▸ To do
Report each line of the material below that contains the word "stone".

▸ Data listing
= = = = = = =

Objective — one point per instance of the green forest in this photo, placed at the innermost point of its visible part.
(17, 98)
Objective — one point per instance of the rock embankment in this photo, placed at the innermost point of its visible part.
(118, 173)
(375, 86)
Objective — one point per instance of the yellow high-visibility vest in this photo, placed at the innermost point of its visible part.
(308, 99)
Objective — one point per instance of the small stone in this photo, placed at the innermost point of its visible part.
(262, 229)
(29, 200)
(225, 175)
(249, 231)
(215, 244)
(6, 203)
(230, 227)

= = = = = = =

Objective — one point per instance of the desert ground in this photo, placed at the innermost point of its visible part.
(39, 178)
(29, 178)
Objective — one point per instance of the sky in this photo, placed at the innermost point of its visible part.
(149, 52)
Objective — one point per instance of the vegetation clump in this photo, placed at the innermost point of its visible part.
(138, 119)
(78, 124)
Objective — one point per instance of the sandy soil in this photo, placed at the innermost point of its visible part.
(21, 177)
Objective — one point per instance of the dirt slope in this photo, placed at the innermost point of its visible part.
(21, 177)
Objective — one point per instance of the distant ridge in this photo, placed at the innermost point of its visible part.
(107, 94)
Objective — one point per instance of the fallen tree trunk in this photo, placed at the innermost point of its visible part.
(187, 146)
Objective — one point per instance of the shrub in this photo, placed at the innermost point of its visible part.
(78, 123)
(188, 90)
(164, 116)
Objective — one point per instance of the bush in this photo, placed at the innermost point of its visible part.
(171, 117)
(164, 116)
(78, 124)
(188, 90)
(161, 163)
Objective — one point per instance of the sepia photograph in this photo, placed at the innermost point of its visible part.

= = = = = = =

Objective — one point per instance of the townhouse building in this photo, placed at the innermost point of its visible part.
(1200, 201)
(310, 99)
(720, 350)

= = = = = = =

▸ Written solution
Objective — one point per instance of the small stone in this photo, placed at the innermost point of its visible part.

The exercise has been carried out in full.